(EXTRACTED MATERIAL)

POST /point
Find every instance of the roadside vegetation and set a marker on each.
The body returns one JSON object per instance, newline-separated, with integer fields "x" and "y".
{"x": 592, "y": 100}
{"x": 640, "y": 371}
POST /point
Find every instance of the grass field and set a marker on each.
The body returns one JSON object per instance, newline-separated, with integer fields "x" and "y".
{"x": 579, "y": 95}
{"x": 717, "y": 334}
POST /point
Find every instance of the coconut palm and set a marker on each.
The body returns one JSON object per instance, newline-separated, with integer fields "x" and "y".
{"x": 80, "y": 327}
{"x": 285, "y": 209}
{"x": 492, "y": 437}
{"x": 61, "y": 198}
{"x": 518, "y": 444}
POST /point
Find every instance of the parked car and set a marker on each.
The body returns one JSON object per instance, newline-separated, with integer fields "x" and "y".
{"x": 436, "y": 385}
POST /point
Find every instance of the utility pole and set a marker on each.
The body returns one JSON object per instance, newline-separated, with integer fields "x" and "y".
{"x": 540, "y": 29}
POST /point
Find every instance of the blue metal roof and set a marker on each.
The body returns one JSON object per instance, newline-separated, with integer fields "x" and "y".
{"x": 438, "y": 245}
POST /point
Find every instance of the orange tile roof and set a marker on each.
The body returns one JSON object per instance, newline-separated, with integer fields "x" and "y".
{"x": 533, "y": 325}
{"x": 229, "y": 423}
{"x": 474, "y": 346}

(End EXTRACTED MATERIAL)

§ **ACTIVITY**: Without changing a single word, reproduce the entries above.

§ **RESPONSE TO THE TASK**:
POST /point
Find every instance of the roadside vegetation and set a marker on each.
The body returns one JSON object per instance, newline-separated, with integer fields "x" and "y".
{"x": 592, "y": 100}
{"x": 640, "y": 371}
POST /point
Find every instance of the grass field and set a marker on each.
The body returns one JSON object per instance, newline-separated, with integer fields "x" and "y".
{"x": 579, "y": 95}
{"x": 717, "y": 334}
POST /point
Find every instance of the coconut palm and set a marker on each.
The body returns one JSON object per instance, newline-separated, with integer fields "x" and "y".
{"x": 80, "y": 327}
{"x": 285, "y": 209}
{"x": 492, "y": 437}
{"x": 61, "y": 198}
{"x": 518, "y": 444}
POST /point
Find every instance of the parked car and set a marker on each.
The body returns one JSON object per instance, newline-separated, with integer fields "x" and "y".
{"x": 436, "y": 385}
POST /point
Find every instance of the utility pole and set a marker on each.
The body returns one JSON object per instance, newline-separated, with integer fields "x" and "y".
{"x": 540, "y": 29}
POST /point
Find every instance of the blue metal roof and set a marker on each.
The body returns one JSON object per instance, newline-separated, with integer fields "x" and "y".
{"x": 438, "y": 245}
POST /point
Find every instance of the orange tile roof and set a marker on each.
The body returns one JSON object per instance, newline-separated, with integer fields "x" and "y".
{"x": 533, "y": 325}
{"x": 229, "y": 423}
{"x": 474, "y": 346}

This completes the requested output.